→ **Instrucciones**:
a. ¿Puedes volver a escribir, sin cambiar nada, el pasaje del texto sobre Liniers que comienza en "Asimismo, escribió al" y termina en "Ortiz de Ocampo."?
b. ¿Cómo se traduce al inglés esta oración del texto sobre Liniers: "Pudo reunir algo más de un millar de hombres armados."?

→ **Texto fuente**:
----

Cuando, en julio de 1809, la Junta de Sevilla nombró a Cisneros como virrey, Liniers se retiró a Córdoba. Ahí se estableció en una estancia que por años había funcionado como un establecimiento de las misiones jesuíticas y que con el correr del tiempo en esas tierras se fundaría la ciudad de Alta Gracia. Participaba en otros emprendimientos, como en la explotación de una mina en La Rioja. Sus hijos menores estudiaban en el Colegio Monserrat.

Un plan para resistir

El héroe de la Reconquista ya tenía su propio plan. El mismo Cisneros, ya fuera de su cargo, le había dado el mando político y militar de la insurrección. Liniers se contactó con el jefe de la escuadra española, que en ese momento estaba en Montevideo, al que le escribió que había que recuperar Buenos Aires "por tercera vez". Había enviado a su hijo Luis para coordinar un cruce de tropas españolas desde la Banda Oriental hacia Santa Fe para dirigirse a Córdoba, que ya se había transformado en el epicentro de la resistencia. Pero su hijo sería capturado antes de que pudiera cruzar y quedaría preso en Buenos Aires. Los documentos que portaba revelaban los planes de los insurrectos.

Asimismo, escribió al virrey del Perú, José Abascal, al brigadier José Goyeneche y al presidente de Charcas, Vicente Nieto, para que con un ejército bajasen a aplastar a los revolucionarios. Asimismo, preparó a Córdoba para la defensa. Pudo reunir algo más de un millar de hombres armados. Hizo traer cañones del fuerte mendocino de San Carlos y requisó armamento. Hasta ofrecía dinero a los que se pasasen a sus filas.

Mientras tanto, la Primera Junta armó dos expediciones: una, al Paraguay y la otra sofocaría el movimiento cordobés para luego continuar hacia el norte. Al frente de este ejército estaba Francisco Ortiz de Ocampo.

El 28 de julio, la Primera Junta firmó la sentencia de muerte de los complotados. El único que se abstuvo fue Manuel Alberti, por su condición de clérigo. El documento establecía: "En el momento en que todos o cada uno de ellos sean pillados, sean cuales fuesen las circunstancias, se ejecutará esta resolución, sin dar lugar a minutos que proporcionaren ruegos y relaciones capaces de comprometer el cumplimiento de esta orden y el honor de V.E.".

En Córdoba, la noticia de la inminente llegada de este ejército provocó la desbandada general. Solo un grupo que no pasaba el centenar de soldados acompañaron a Liniers y los demás cabecillas en su huida hacia el norte. Muchos de los oficiales que lo acompañaban en realidad estaban complotados con los patriotas y, a lo largo del trayecto, lo fueron dejando solo. Para sus perseguidores no fue difícil seguirles el rastro, ya que iban abandonando equipos, carretas y animales. Los complotados solo eran acompañados por una compañía de Blandengues de la Frontera.

----

→ **Datos mostrados**:

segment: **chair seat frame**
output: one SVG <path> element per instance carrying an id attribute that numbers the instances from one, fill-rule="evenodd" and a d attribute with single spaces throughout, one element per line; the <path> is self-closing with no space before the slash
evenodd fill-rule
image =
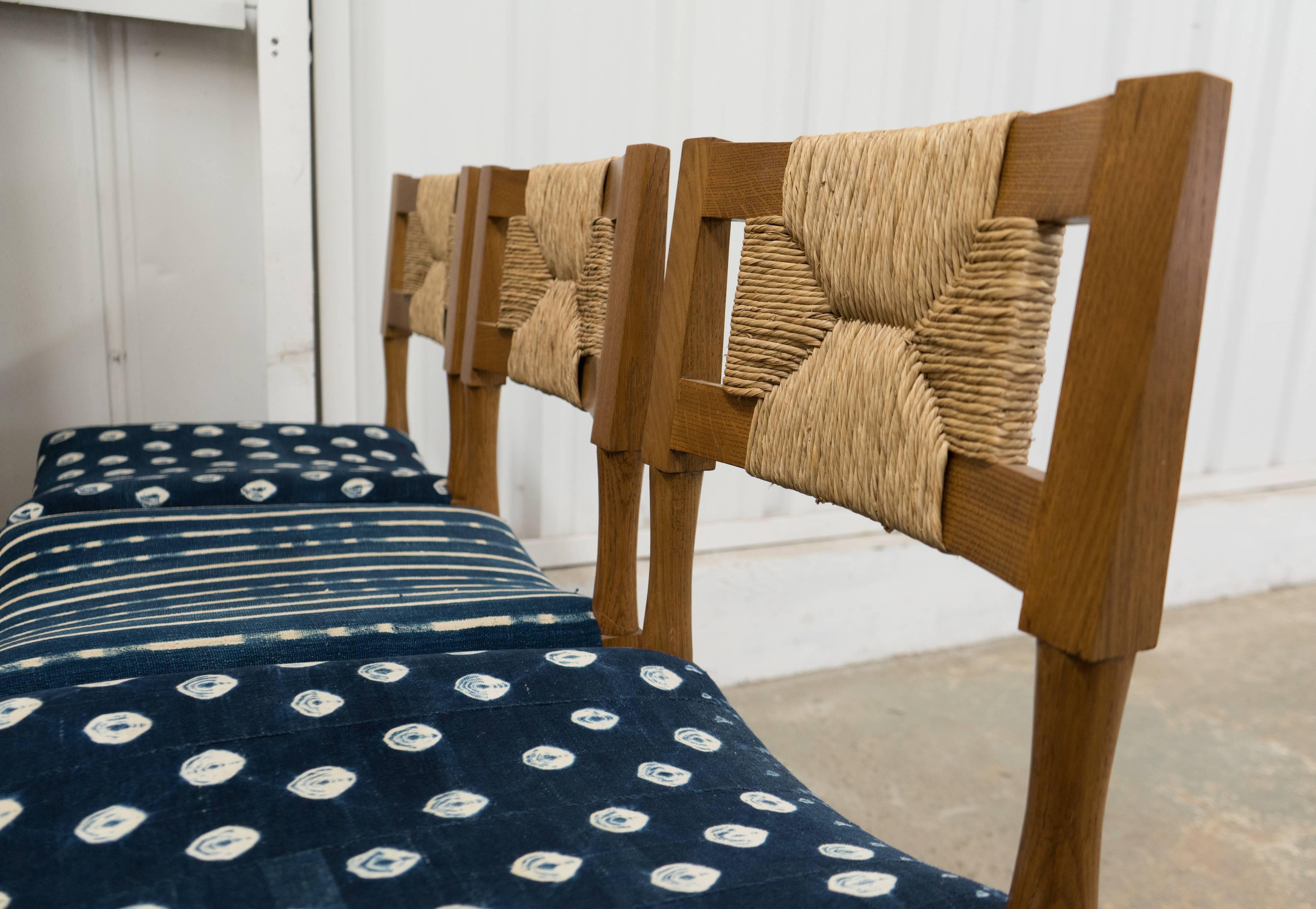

----

→ **Respuestas por tarea**:
a.
Asimismo, escribió al virrey del Perú, José Abascal, al brigadier José Goyeneche y al presidente de Charcas, Vicente Nieto, para que con un ejército bajasen a aplastar a los revolucionarios. Asimismo, preparó a Córdoba para la defensa. Pudo reunir algo más de un millar de hombres armados. Hizo traer cañones del fuerte mendocino de San Carlos y requisó armamento. Hasta ofrecía dinero a los que se pasasen a sus filas.

Mientras tanto, la Primera Junta armó dos expediciones: una, al Paraguay y la otra sofocaría el movimiento cordobés para luego continuar hacia el norte. Al frente de este ejército estaba Francisco Ortiz de Ocampo.

b. He was able to gather a little over a thousand armed men.